(A series of records)
■ ■ ■ ■ ■

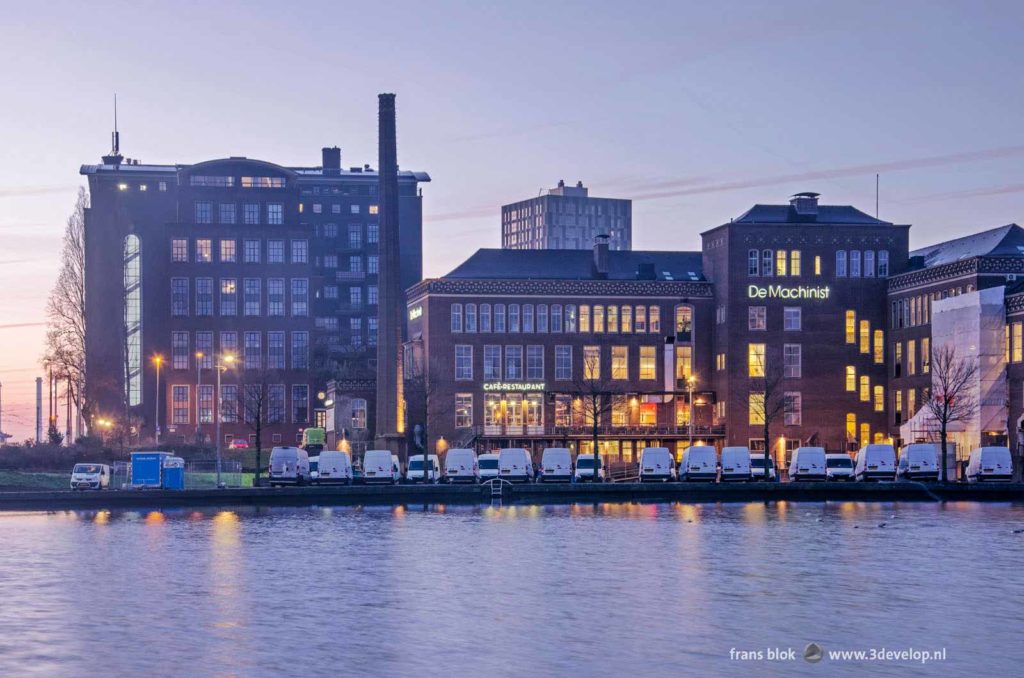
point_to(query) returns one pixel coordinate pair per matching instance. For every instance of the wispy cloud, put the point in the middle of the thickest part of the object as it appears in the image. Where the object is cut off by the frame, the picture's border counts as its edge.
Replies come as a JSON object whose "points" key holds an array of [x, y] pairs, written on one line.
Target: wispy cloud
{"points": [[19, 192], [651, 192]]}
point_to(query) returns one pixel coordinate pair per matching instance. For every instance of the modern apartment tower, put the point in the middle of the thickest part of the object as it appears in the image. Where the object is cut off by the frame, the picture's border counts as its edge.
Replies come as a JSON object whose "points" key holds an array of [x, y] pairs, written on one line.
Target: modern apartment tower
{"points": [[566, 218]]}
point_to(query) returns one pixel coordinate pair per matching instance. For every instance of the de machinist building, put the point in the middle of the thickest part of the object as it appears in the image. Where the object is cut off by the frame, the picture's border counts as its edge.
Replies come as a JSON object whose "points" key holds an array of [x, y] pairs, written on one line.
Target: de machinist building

■ ■ ■ ■ ■

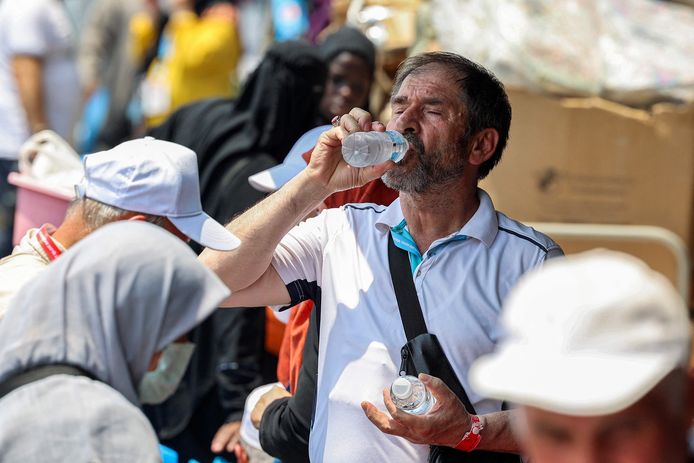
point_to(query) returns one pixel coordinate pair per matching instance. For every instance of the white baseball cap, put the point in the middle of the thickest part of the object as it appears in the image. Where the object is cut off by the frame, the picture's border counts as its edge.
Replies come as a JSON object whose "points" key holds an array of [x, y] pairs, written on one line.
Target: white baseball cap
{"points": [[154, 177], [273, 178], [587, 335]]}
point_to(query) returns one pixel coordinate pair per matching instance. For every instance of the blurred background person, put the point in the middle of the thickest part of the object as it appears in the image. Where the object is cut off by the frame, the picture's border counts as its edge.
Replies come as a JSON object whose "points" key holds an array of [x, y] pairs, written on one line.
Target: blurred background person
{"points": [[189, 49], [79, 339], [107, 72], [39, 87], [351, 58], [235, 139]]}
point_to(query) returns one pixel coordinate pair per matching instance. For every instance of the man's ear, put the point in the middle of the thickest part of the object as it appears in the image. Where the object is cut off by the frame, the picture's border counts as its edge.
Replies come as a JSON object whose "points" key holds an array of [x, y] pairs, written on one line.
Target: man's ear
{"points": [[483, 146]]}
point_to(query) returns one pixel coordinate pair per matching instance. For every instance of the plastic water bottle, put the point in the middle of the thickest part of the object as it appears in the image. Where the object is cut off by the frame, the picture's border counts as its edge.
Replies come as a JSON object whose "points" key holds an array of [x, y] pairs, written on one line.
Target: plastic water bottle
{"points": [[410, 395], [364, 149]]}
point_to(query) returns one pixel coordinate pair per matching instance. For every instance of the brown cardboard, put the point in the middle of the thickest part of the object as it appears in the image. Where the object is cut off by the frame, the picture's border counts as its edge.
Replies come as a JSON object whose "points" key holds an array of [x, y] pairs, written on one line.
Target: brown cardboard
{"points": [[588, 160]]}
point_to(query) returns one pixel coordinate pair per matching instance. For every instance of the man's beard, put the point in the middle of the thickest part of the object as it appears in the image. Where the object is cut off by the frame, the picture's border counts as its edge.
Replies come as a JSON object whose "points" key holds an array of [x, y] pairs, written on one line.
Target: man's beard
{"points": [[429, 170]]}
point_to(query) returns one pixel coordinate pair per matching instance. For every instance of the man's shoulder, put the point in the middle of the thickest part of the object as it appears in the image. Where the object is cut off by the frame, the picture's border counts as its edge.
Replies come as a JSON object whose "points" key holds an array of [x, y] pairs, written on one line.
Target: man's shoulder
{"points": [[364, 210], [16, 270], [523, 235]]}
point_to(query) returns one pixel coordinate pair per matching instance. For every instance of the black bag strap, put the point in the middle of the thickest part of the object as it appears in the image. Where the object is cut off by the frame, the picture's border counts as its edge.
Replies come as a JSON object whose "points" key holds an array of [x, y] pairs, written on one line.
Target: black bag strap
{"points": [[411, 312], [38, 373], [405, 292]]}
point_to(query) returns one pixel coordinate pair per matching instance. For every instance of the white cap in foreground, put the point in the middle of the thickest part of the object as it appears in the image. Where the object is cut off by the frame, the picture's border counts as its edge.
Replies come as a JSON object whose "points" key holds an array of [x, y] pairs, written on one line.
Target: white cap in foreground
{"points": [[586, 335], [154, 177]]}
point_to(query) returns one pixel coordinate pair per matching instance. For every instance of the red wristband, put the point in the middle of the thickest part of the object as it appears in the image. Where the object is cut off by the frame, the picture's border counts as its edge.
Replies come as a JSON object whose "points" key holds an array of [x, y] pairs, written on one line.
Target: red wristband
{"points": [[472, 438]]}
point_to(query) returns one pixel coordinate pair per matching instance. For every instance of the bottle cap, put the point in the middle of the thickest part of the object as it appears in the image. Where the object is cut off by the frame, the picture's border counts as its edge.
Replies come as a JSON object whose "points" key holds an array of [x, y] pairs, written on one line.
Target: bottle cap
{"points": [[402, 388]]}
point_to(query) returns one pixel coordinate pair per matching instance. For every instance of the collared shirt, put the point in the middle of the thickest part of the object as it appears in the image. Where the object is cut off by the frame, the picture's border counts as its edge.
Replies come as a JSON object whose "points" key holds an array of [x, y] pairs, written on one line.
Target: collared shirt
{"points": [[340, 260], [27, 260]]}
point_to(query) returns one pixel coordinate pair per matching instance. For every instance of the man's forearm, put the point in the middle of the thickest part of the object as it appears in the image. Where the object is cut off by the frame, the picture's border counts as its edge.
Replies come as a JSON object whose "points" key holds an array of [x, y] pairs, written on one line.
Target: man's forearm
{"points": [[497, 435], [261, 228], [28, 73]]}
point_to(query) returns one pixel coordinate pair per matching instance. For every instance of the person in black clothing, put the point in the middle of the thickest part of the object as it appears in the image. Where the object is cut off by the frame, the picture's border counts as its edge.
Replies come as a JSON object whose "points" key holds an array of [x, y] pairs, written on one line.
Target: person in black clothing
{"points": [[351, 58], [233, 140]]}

■ ■ ■ ■ ■

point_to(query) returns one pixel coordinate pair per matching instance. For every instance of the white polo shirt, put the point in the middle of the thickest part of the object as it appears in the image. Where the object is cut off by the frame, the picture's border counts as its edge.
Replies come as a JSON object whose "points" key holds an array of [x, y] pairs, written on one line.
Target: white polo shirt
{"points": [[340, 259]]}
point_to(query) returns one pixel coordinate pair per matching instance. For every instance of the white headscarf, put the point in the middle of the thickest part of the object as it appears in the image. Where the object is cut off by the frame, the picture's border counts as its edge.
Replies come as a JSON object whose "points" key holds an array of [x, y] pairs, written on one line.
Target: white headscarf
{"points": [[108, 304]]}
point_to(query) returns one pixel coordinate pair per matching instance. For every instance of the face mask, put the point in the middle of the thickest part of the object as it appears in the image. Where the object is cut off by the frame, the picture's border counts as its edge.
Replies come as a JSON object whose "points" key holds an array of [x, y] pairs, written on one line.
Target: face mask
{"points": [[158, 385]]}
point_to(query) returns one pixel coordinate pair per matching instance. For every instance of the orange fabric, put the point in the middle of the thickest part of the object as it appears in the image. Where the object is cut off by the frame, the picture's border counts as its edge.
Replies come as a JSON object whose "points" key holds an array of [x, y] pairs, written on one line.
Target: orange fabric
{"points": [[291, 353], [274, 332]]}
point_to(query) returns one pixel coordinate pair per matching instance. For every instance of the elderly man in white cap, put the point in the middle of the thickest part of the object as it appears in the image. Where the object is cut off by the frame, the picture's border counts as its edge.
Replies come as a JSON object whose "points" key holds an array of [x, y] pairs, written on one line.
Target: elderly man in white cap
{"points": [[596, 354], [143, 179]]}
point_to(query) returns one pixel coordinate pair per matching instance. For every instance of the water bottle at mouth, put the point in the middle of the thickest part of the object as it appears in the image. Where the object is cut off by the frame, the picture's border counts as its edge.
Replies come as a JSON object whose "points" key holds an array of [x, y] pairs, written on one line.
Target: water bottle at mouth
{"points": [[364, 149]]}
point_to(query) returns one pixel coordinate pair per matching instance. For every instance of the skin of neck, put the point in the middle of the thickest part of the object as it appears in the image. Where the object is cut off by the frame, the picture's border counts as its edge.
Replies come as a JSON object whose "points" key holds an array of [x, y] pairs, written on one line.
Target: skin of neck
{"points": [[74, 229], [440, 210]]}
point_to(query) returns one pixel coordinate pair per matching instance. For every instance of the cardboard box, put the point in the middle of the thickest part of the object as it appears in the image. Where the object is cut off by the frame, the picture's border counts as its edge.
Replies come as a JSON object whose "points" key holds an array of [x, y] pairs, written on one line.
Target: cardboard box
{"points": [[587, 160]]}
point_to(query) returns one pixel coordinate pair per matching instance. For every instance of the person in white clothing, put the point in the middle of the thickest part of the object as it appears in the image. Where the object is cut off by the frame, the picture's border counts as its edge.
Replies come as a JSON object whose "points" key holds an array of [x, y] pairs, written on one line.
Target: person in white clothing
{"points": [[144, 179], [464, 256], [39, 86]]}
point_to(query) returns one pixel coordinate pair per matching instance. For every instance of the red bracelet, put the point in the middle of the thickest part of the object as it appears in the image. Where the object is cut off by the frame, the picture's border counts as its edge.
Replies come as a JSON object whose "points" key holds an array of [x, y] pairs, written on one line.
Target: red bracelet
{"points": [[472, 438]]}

■ ■ ■ ■ ■

Exercise instructions — Revise the lines starting at the one containing "of the wispy" and ending at the one containing "Target: wispy cloud", replacing "thickest" with "widest" and leaving all other text unchanged.

Final result —
point_to(query) returns one pixel coordinate pair per matching instance. For every instance of the wispy cloud, put the point in the middle of the widest part of the object as it appears in the image. Where the object is cut off by the frame, the picture's border counts as its edge.
Replies come as a JSON object whose "points" key holds an array of [x, y] pairs, written on one line.
Target: wispy cloud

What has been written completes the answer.